A word-for-word copy of the records below is required.

>>>>>

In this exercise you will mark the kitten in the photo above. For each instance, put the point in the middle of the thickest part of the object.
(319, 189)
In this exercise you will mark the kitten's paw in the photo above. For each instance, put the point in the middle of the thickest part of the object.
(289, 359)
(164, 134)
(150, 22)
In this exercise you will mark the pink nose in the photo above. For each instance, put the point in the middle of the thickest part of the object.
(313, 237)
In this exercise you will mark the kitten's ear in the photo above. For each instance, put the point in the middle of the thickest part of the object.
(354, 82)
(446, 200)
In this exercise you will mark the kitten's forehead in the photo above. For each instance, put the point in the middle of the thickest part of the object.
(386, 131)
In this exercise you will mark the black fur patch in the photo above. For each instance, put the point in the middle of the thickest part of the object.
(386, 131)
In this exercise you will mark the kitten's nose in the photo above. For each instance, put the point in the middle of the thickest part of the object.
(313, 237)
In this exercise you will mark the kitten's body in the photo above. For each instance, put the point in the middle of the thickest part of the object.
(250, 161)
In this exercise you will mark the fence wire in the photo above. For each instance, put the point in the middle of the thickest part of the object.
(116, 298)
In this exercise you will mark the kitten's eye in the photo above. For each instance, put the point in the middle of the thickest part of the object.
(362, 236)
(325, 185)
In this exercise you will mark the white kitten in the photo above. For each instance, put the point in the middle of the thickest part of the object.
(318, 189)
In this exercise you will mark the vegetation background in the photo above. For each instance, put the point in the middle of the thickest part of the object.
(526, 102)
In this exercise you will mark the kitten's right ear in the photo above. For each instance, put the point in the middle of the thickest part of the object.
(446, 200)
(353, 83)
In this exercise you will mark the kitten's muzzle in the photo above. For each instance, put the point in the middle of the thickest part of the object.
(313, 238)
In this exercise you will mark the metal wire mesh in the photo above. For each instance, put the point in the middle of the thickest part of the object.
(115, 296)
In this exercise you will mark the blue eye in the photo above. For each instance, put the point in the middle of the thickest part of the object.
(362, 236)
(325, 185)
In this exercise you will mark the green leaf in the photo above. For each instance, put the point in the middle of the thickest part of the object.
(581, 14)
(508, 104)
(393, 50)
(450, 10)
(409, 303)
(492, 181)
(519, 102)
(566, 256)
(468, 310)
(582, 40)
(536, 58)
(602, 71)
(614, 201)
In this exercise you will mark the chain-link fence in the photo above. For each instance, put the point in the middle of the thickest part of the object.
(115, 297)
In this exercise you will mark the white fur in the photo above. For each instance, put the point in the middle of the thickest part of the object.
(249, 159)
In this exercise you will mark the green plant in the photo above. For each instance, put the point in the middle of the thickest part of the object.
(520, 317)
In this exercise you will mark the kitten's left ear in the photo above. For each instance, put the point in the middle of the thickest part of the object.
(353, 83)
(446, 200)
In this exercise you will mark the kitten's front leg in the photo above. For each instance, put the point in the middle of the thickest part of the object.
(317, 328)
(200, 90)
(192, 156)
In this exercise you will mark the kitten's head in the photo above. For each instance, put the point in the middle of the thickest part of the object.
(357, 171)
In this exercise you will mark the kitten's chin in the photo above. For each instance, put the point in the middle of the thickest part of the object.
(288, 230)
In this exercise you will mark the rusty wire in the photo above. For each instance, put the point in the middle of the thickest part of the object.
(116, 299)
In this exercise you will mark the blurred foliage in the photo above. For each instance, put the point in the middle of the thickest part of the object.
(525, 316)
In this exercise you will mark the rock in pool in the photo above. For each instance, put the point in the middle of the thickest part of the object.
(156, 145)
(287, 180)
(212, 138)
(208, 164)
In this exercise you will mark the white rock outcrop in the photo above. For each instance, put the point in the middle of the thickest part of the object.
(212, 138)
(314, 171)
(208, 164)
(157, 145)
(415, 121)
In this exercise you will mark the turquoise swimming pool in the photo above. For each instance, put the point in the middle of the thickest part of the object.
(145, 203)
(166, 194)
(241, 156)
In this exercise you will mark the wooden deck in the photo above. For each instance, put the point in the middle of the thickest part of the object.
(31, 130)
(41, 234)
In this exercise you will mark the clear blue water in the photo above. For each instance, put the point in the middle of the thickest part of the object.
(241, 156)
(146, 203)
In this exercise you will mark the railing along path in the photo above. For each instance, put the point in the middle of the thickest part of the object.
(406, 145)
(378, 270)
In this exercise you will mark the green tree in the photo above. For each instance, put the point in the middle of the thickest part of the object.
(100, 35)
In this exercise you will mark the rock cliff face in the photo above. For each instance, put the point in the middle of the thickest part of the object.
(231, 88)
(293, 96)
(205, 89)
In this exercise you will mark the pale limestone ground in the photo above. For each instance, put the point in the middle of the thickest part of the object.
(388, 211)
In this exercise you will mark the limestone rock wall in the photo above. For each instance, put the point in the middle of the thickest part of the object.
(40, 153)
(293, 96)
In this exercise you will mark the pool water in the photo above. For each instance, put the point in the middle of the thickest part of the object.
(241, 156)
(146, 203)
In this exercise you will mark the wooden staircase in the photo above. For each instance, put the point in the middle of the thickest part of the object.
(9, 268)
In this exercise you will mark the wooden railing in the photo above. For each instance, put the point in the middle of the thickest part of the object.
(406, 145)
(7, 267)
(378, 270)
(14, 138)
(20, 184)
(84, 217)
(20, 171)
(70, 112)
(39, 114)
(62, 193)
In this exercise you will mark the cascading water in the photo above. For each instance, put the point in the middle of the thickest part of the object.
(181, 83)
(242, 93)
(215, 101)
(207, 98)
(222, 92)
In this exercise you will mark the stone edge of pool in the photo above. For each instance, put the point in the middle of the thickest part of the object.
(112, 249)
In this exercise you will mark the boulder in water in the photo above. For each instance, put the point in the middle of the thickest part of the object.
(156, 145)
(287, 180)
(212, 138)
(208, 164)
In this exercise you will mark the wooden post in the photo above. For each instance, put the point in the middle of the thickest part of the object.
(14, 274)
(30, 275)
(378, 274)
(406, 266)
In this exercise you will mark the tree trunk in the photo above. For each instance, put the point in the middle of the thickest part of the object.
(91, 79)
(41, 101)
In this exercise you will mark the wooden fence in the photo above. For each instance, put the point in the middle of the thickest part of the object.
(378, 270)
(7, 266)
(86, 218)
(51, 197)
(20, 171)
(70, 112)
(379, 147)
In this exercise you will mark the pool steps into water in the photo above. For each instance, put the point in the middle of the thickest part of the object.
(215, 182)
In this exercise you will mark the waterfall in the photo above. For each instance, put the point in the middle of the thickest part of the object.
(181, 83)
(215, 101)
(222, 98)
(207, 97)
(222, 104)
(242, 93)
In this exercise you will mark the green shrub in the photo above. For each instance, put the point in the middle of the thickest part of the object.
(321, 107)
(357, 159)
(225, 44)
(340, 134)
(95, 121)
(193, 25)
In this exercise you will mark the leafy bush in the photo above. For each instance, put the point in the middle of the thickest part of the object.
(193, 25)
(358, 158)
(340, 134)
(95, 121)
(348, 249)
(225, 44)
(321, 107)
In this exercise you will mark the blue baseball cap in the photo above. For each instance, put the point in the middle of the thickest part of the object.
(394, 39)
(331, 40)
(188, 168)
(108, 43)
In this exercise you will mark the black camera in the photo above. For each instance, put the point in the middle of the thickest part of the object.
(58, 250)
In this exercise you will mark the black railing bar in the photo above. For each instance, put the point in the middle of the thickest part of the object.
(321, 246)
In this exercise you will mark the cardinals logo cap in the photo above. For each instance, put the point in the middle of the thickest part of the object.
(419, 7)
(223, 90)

<<<<<

**ANSWER TO THE PROBLEM**
In this exercise you will mark the kitten in the photo above. For each instance, put the point in the middle of the thickest part of the object.
(319, 189)
In this exercise you will mark the kitten's paw in the photo above. For each instance, put the point in the middle of the thickest part of the object.
(289, 359)
(164, 134)
(150, 22)
In this exercise you will mark the pink nose in the photo above. For each instance, put the point in the middle of the thickest part of the object.
(313, 237)
In this exercise you will mark the kitten's ear in the photo above. For each instance, put the point in the middle of the thickest part of the object.
(354, 82)
(446, 200)
In this exercise you will mark the kitten's forehead in the photo above. For each instance, put the point in the middle of the thickest part of the object.
(386, 131)
In this exercise you will mark the black fur patch in the photo above. For each instance, put the point in the middle of the thickest part of the object.
(386, 131)
In this exercise you will mark the kitten's nose in the photo above. For each instance, put the point in the middle of the thickest part of the object.
(313, 237)
In this exercise you will mark the kitten's body in the photo above. For each instance, put the point in the middle of the thickest part of the object.
(250, 161)
In this exercise you will mark the fence wire in the photo above. For each instance, put the point in the middle of the thickest part of the object.
(116, 298)
In this exercise you will mark the kitten's eye in the photo above. For each instance, put the point in the middle of the thickest part of the object.
(362, 236)
(325, 185)
In this exercise you will mark the white kitten in the photo above. For each instance, put the point in the middle of the thickest part of the object.
(318, 189)
In this exercise you will mark the vegetation background in the photo above. For each instance, put the point in the middle of the thickest part of the object.
(526, 102)
In this exercise you will mark the kitten's right ear in the photo above. For each instance, put the point in the middle of the thickest part of the object.
(446, 200)
(353, 83)
In this exercise you will mark the kitten's muzzle in the photo above. For each instance, put the point in the middle of the thickest part of the object.
(313, 238)
In this exercise you will mark the metal wire mesh in the photo above. For each instance, put the point in the middle of the thickest part of the object.
(115, 296)
In this exercise you will mark the blue eye in the photo above. For each instance, put the point in the middle of the thickest part of the object.
(362, 236)
(325, 185)
In this exercise you will mark the green leaf in the photo above. For each instance, put the point in the middle of the thickest part of the object.
(581, 14)
(508, 104)
(393, 50)
(450, 10)
(409, 303)
(492, 181)
(519, 102)
(566, 256)
(468, 310)
(582, 40)
(536, 58)
(602, 71)
(614, 201)
In this exercise you will mark the chain-link fence in the photo above. For each instance, put the point in the middle of the thickest part of the object.
(115, 297)
In this exercise you will mark the white fur in the photo above. For each instance, put the point in the middle of the thickest part of the object.
(249, 159)
In this exercise you will mark the green plant in the photo above. For each instance, put the point in the middle of the thickest part of the object.
(520, 317)
In this exercise you will mark the kitten's left ear in the photo above. For each instance, put the point in the middle of the thickest part of the object.
(353, 83)
(446, 200)
In this exercise you will mark the kitten's front leg in the photo above. For each instance, put the point in the middle of the thickest part of the object.
(317, 328)
(200, 90)
(192, 156)
In this exercise you will mark the kitten's head in the photo above. For each instance, put the point in the middle of the thickest part of the object.
(357, 171)
In this exercise you will mark the kitten's chin in the photo above. For each instance, put the point in the middle of the thickest part of the object.
(288, 230)
In this exercise you will mark the rusty wire in the photo above. For each instance, put the point in the middle of the thickest part of the object.
(116, 299)
In this exercise you will mark the blurred foliage in the photo above. For each instance, put the point in the middle of the thickest part of the object.
(525, 316)
In this exercise you will mark the rock in pool in the photo above. For each instance, put the point in the middle of the thickest part of the object.
(156, 145)
(287, 180)
(212, 138)
(208, 164)
In this exercise you will mark the white rock outcrop in the photo above. For each instance, put the point in the middle of the thickest part of the object.
(212, 138)
(314, 171)
(208, 164)
(157, 145)
(415, 121)
In this exercise you will mark the turquoise swimming pool in the photo above. For each instance, put the point in the middle of the thickest part of the object.
(145, 203)
(166, 194)
(241, 156)
In this exercise you will mark the wooden deck in the photo above. For each instance, put the point in the middle of the thickest part of the object.
(31, 130)
(41, 234)
In this exercise you will mark the clear blue water in the photo above. For each instance, put the point in the middle of the thickest part of the object.
(241, 156)
(146, 203)
In this exercise you will mark the railing along path in the photo above. For each instance, put the point in the middle of the thickest part of the object.
(406, 145)
(378, 270)
In this exercise you will mark the green tree in the photo above. For each instance, put the point in the middle of the thickest part of the object.
(100, 35)
In this exercise you will mark the rock cliff face in the photo above. For each instance, put the point in the middle of the thickest part of the object.
(231, 88)
(293, 96)
(205, 89)
In this exercise you will mark the pale limestone ground in the photo above. For each instance, put the point in the middle of the thickest part of the object.
(388, 211)
In this exercise you will mark the limestone rock wall in the photo above. For each instance, put the point in the middle of the thickest part of the object.
(40, 153)
(293, 96)
In this exercise you will mark the pool water in the photo above. For each instance, put the point in the middle of the thickest part of the object.
(241, 156)
(146, 203)
In this exercise you will mark the wooden staircase in the photo above. For each instance, put the point in the middle of the thickest part of the object.
(9, 268)
In this exercise you will mark the wooden railing in the photo above. For each instance, put the point in the middle of the thickest part of the object.
(406, 145)
(7, 267)
(378, 270)
(14, 138)
(20, 184)
(84, 217)
(20, 171)
(70, 112)
(39, 114)
(62, 193)
In this exercise you will mark the cascading water in the photo above. For each instance, put the point in the middle of the thickest part of the object.
(181, 83)
(242, 93)
(215, 101)
(207, 98)
(222, 92)
In this exercise you will mark the stone edge of pool in the photo above. For each instance, put the point in the middle of the thickest part of the object.
(112, 249)
In this exercise you will mark the boulder in water in the photo above. For each instance, put the point in the middle of the thickest part of the object.
(156, 145)
(287, 180)
(212, 138)
(208, 164)
In this exercise you will mark the wooden post in the photo above. For each instance, put the point in the middle of the thickest part of the object.
(14, 274)
(30, 275)
(378, 274)
(406, 266)
In this exercise you will mark the tree trunk in the photo above. For each instance, put the point in the middle of the thickest part of the object.
(91, 79)
(41, 101)
In this exercise you will mark the wooden fence in the photo above. For each instance, put the point in the middle of the thickest part of the object.
(378, 270)
(7, 266)
(86, 218)
(51, 197)
(20, 171)
(70, 112)
(379, 147)
In this exercise you will mark the pool steps into water in the photo above. For each instance, put the point in the middle of the thickest part of the object.
(215, 182)
In this exercise you will mark the waterfall in the photo above. For each instance, put the point in the middle of the thickest part of the object.
(181, 83)
(215, 101)
(222, 98)
(207, 97)
(222, 104)
(242, 93)
In this exercise you will mark the green shrub in the photo above. For each instance, put the point in the middle of the thickest part of the object.
(321, 107)
(357, 159)
(225, 44)
(340, 134)
(95, 121)
(193, 25)
In this exercise you will mark the leafy bush in the photo above. For each instance, put the point in the middle of the thickest part of the object.
(193, 25)
(358, 158)
(340, 134)
(95, 121)
(348, 249)
(225, 44)
(321, 107)
In this exercise you will mark the blue baseball cap in the photo above. For each instance, put the point in the middle of the thickest part of the object.
(394, 39)
(331, 40)
(188, 168)
(108, 43)
In this exercise you will mark the black camera in the photo above. For each instance, put the point in the middle of the thickest part of the object.
(58, 250)
In this exercise you will mark the black railing bar in the photo above. For each instance, put the point in the middle of the thickest part of the object.
(321, 246)
In this exercise you will mark the cardinals logo cap in the photo above. For each instance, put the point in the middle of the thickest part of the object.
(419, 7)
(223, 90)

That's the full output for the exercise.